• Consigne A: Dans le texte sur la peinture de Jérôme Boutterin, quelle partie du corps le geste présent dans ses œuvres met-il en mouvement ?
• Consigne B: Poursuivez le texte sur la peinture de Jérôme Boutterin à partir de sa dernière phrase.

─── Texte fourni ───

JEROME BOUTTERIN

JEROME BOUTTERIN
Musique de la sensation

Derrière toutes les explications savantes qu'on pourra fournir au fait d'aimer une peinture, demeure parfois une sensation qui ne passe jamais par la moulinette du langage. C'est peine perdue d'essayer d'étaler les mots devant soi et de les ordonner pour en faire un discours plus ou moins logique, ou plus ou moins teinté de poésie et d'inspiration.
On espère toujours en effet que le vocabulaire et la syntaxe puissent se livrer, s'abandonner, dans un équivalent de ce qui se passe sur la toile, mais face à cette peinture qui nous attrape, la parole hésite et se contorsionne là où la peinture au contraire s'offre soudainement.

Lors de ma dernière visite dans l'atelier de Jérôme Boutterin, j'ai vécu à nouveau cette promenade de la langue qui s'efforce de décrire les coulures, les jus, les effets de brosse, la charge du pigment ou sa liquide dissolution en vagues, flaques, en nappes, rebonds et retours, reprises, recouvrements, je vous fais grâce de la longue liste d'équivalents possibles, qui peuvent faire surface dans le vocabulaire. Car il y a dans les oeuvres de Jérôme Boutterin cette profusion qu'on pourrait qualifier de "vitaliste", qui, si elle n'est plus vraiment d'actualité dans la science, reste opérante pour parler de ses peintures. Ce sentiment que quelque chose les anime vraiment vient du geste qu'on retrouve quasi systématiquement présent dans ses oeuvres. Pas celui du corps "existentialiste" qui serait engagé tout entier dans la toile, mais ce mouvement nerveux, qui engage la seule motricité de l'avant bras et qui sert tout autant à saluer, qu'à faire un bras d'honneur.
Ce geste, Jérôme Boutterin s'en méfie, tant il peut devenir une mimique, une sorte de signature qui vaut "certificat d'authenticité" de l'empreinte de l'Artiste glorifié par l'histoire de l'art.
Dans ces toiles, il s'agit d'un geste, disons "décomplexé", à défaut de trouver un meilleur terme, et qui trouve sa source première un peu partout : dans la bande-dessinée, dans la grande peinture, dans la cuisine, la rue, et peut-être plus simplement je crois, dans la vie.
On le retrouve chez lui à bonne échelle, teinté d'un certain humour et d'une essence de légèreté, notamment dans des formes un peu plus amples qui semblent "conclure" plusieurs de ses oeuvres, et qui prennent une apparence "courgetoïde" ou "auberginoïde".

─── Données extraites ───

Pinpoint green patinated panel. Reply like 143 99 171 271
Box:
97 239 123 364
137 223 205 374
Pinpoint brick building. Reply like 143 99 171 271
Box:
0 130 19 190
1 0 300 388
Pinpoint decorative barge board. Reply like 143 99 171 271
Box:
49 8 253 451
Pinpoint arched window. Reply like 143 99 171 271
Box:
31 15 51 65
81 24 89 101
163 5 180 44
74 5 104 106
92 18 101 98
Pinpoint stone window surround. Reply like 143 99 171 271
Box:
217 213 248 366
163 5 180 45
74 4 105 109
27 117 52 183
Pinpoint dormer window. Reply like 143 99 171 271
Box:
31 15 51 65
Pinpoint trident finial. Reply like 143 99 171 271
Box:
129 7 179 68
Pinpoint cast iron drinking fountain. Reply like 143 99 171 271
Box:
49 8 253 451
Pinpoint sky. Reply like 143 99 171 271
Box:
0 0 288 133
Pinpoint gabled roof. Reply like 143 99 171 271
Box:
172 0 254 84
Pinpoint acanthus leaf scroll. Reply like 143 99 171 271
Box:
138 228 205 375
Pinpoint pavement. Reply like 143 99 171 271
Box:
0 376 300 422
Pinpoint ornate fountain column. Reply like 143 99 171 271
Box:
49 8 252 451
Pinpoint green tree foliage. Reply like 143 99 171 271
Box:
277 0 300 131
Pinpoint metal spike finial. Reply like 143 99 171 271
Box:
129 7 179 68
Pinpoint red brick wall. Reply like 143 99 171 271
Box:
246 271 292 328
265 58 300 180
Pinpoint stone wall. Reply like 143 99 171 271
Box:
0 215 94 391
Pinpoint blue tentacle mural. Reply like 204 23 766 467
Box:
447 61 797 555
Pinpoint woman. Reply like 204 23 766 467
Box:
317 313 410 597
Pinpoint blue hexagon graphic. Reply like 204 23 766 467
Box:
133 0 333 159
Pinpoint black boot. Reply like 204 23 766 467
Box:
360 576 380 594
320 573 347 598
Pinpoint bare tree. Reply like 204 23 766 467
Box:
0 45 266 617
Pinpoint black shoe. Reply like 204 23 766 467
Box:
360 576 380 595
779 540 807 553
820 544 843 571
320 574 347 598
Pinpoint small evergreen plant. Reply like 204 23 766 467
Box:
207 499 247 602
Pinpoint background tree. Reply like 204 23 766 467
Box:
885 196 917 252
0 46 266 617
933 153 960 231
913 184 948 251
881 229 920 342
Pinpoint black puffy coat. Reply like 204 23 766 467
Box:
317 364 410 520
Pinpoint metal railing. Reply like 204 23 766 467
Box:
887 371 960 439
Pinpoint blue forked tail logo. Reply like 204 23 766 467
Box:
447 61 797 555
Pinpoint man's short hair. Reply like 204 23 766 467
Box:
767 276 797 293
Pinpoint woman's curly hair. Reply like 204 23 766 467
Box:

───

• Résultat A: Seulement l'avant-bras, par un mouvement nerveux qui engage sa seule motricité.

• Résultat B:
En réalité, le mot "conclure" que j'emploie ici est un peu prétentieux : pour l'utiliser, il faudrait pouvoir déterminer avec un peu d'assurance l'ordre dans lequel Jérôme Boutterin construit ses toiles, et c'est à peu près impossible. C'est pourtant un exercice de déconstruction auquel on se prête rapidement devant son travail ; on prend, presque malgré nous, une machine à remonter le temps pour débusquer l'origine chronologique de tel staccato de brosse, de telle syncope de petits jus juxtaposés, ou de ce nuage en appoggiature. Le chef d'orchestre était à la manoeuvre, il vient chercher en nous les mélomanes avisés du regard... On regarde donc, on ausculte, on refait le chemin de toute cette composition qui se livre à la fois d'un coup - l'unicité de la couleur y contribue pour beaucoup- et qui ensuite se fragmente et se ramifie sous notre enquête. C'est un peu comme un feu d'artifice dont on verrait simultanément l'explosion et toutes les cascades animées, mais sans aucun déballage virtuose : en effet, il ne cherche, ni à démontrer quoi que ce soit, ni à mystifier quiconque.

Tout cela, semble-t-il, au travers d'une fenêtre. Les tableaux de Jérôme Boutterin dépassent assez rarement la taille humaine, et s'établissent le plus souvent entre le corps et l'esprit, c'est-à-dire entre l'environnement et l'image. A la taille d'une belle carte de géographie, comme pour ne pas cacher que l'artiste en connaît un rayon en matière de paysagisme, puisqu'il a enseigné cette discipline durant plusieurs années. Y a-t-il vraiment un rapport ? Certainement.
La géographie voit les choses d'en haut, et le paysage nous les ramène de face. C'était peut-être l'inverse avant le XXIeme siècle, mais depuis qu'on connaît beaucoup plus le bout du monde sous l'oeil de Google Earth, que le petit palier de notre voisin, c'est clairement la représentation supposée "objective" de notre univers qui a surclassé la connaissance pourtant intime que nous devrions en avoir. Mais peu importe, Jérôme Boutterin commence donc lui aussi souvent à plat, d'en haut si on veut, mais il discute, dans un second temps, avec la toile en face-à-face mais avec une nécessaire - et néanmoins contenue - implication physique : la main, le cerveau, la poitrine. Il ferme des frontières ici ou là, ouvre des passages, sature des zones. On imagine que parfois, la toile progresse très vite. Tient-elle ? Et par rapport aux autres? A-t-elle quelque chose à dire ? Ca se joue à un fil, un coup en moins, en plus. Ils en discutent entre eux à vrai dire, et c'est à cet endroit que les modestes commentateurs que nous sommes ne pouvons aller : dans ce dialogue actualisé entre l'histoire de la peinture et celle du peintre.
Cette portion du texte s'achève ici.